## JOB
State how many lines in the lines below contain the word "step". Give only the number.
BEGIN INPUT
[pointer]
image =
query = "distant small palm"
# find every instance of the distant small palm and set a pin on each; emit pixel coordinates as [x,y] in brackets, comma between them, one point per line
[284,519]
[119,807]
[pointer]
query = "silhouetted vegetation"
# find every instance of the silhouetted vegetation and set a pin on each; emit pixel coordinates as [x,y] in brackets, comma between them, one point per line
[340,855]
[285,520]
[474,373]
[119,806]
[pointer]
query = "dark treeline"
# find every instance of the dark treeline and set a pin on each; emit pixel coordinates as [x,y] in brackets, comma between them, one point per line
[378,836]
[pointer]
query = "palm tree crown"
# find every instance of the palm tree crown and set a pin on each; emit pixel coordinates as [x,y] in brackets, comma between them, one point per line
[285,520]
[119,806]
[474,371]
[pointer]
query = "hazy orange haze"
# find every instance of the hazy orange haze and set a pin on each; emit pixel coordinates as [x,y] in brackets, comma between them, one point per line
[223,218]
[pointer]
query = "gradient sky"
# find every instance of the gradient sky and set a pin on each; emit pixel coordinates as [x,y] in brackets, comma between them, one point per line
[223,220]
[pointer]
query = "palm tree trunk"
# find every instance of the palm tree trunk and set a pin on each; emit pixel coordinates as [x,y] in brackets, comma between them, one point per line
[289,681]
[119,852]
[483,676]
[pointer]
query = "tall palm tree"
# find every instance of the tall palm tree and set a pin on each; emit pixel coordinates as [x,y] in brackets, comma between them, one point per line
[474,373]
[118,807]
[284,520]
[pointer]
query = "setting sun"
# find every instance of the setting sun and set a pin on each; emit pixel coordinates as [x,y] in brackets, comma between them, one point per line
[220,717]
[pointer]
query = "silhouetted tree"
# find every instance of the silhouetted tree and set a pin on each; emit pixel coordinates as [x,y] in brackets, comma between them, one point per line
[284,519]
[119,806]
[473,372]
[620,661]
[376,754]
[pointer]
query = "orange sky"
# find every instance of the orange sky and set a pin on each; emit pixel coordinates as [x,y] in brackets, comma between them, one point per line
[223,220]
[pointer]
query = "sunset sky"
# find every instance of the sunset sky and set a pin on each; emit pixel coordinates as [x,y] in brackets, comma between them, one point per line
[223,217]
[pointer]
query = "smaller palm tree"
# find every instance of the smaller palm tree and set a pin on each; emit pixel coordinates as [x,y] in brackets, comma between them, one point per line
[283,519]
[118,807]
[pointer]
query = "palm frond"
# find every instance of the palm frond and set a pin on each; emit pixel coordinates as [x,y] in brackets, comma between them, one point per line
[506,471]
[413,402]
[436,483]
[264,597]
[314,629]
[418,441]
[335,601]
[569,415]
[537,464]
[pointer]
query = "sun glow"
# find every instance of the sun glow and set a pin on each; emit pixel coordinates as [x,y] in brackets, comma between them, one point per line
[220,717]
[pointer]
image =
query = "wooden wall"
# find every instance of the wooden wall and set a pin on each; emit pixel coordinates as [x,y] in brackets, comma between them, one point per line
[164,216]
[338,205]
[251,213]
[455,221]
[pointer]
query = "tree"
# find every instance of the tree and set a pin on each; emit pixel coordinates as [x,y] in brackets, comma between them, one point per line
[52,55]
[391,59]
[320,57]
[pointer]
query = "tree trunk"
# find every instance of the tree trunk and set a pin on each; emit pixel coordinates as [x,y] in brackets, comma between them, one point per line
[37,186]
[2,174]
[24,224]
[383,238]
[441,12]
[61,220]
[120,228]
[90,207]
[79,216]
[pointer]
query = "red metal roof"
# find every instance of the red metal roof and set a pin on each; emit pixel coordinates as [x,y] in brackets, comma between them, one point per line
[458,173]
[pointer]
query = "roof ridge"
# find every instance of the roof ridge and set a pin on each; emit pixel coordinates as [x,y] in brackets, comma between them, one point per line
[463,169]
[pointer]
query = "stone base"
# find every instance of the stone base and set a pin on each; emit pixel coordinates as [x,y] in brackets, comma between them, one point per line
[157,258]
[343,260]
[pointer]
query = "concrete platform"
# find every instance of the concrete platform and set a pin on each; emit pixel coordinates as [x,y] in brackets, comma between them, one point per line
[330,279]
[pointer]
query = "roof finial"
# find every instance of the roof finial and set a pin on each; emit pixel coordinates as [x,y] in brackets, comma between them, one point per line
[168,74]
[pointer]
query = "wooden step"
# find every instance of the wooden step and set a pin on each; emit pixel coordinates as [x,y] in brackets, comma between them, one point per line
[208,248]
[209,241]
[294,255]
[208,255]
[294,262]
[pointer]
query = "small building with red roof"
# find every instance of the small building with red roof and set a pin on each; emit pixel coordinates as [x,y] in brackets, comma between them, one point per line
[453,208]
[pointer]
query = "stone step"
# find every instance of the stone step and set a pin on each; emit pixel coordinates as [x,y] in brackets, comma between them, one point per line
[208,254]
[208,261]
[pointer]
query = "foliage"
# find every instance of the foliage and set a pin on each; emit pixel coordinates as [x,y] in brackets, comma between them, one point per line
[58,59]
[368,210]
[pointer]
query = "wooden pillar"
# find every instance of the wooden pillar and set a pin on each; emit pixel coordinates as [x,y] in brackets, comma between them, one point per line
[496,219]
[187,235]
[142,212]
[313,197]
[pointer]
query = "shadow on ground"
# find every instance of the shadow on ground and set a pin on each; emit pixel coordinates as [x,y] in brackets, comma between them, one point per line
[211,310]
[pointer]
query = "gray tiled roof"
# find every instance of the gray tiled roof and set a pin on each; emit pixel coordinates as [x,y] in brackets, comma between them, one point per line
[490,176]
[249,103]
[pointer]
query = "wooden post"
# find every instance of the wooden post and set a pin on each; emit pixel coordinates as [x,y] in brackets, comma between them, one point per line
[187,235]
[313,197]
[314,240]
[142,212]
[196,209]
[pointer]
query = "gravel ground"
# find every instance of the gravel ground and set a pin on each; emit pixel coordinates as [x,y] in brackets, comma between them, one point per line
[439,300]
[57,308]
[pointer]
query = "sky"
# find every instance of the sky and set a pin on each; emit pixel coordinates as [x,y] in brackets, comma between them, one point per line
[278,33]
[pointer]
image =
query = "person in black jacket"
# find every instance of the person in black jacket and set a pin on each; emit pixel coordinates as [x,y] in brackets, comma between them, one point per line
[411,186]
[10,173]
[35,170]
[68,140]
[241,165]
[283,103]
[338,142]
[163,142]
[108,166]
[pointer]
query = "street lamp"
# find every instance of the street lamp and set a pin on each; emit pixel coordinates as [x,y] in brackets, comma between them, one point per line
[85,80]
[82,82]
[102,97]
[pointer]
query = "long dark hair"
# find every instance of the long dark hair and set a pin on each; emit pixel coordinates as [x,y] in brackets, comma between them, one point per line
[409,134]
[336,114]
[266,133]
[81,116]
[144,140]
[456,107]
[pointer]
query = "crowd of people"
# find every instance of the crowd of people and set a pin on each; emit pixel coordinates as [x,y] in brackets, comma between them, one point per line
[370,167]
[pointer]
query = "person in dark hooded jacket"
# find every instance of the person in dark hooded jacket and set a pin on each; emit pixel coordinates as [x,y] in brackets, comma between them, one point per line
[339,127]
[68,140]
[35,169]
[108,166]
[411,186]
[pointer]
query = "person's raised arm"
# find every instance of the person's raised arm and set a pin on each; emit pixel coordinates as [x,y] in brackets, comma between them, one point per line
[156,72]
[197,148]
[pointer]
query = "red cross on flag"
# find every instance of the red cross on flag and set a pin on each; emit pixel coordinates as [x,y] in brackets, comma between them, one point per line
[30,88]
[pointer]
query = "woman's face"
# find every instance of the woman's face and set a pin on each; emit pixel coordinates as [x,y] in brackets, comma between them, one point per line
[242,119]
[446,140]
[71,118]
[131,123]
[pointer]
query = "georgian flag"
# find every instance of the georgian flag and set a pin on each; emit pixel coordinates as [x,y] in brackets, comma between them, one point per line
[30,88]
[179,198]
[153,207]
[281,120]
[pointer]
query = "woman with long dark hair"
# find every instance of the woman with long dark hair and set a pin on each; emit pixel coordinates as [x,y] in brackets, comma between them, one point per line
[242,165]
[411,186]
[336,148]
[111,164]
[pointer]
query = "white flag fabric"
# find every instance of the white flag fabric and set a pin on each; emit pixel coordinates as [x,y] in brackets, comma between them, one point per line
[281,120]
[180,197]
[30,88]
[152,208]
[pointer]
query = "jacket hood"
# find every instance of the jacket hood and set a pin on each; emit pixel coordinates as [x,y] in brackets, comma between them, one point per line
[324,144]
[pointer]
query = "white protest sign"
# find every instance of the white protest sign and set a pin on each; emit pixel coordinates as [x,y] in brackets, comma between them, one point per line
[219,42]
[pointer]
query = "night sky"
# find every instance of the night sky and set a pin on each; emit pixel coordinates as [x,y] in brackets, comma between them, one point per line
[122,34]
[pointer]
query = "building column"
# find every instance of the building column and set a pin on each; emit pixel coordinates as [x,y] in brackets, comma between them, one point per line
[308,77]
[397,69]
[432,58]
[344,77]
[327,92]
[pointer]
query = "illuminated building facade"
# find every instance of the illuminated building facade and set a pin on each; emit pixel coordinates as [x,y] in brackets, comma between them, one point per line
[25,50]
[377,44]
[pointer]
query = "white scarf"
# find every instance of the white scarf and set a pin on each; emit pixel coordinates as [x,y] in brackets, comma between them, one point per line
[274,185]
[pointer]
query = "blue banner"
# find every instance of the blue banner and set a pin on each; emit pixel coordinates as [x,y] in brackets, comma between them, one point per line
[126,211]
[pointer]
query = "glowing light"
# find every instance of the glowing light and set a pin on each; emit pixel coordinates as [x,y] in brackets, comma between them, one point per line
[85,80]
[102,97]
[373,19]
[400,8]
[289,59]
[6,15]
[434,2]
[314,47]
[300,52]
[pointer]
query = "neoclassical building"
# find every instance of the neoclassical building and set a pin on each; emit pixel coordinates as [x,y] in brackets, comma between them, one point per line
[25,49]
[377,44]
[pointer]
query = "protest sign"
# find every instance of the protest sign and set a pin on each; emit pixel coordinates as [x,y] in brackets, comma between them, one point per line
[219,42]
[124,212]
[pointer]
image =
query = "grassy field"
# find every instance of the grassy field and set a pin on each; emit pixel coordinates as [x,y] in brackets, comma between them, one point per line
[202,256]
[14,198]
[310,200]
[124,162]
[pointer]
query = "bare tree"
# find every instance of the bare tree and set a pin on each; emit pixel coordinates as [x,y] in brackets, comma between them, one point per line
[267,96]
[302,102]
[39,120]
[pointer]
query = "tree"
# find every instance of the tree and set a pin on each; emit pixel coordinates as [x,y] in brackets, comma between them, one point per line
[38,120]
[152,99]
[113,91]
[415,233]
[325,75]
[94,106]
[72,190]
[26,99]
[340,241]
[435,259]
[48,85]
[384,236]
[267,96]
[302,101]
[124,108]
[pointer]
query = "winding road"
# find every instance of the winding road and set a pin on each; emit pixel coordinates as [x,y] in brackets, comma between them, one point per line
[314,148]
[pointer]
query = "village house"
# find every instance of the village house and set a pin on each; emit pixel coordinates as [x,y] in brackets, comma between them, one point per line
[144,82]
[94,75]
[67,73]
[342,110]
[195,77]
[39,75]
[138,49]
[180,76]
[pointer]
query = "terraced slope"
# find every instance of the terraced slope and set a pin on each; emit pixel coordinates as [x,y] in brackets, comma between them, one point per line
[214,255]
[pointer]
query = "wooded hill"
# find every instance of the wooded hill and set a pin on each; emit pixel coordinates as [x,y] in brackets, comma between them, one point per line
END INPUT
## ANSWER IN FULL
4